INSTRUCTIONS FOR THE TASK: Write out each entry below exactly. Do not include the images.

(Saved entries)

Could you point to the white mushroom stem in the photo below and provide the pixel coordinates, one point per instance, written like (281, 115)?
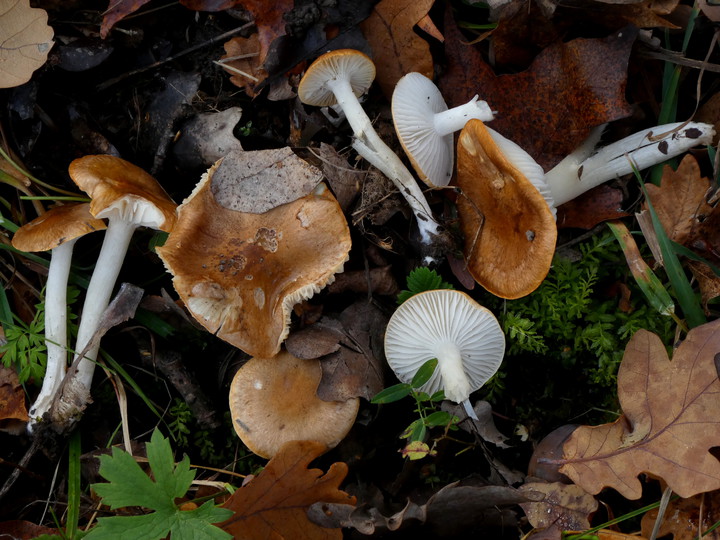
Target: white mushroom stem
(454, 119)
(107, 268)
(455, 382)
(579, 173)
(371, 147)
(55, 329)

RESPONSE BELOW:
Could you point to the white mushroom stem in the photo below and provide the pixel coordinates, one point per instance, written like (281, 115)?
Target: white mushroom stem
(454, 119)
(107, 268)
(455, 382)
(579, 173)
(371, 147)
(55, 329)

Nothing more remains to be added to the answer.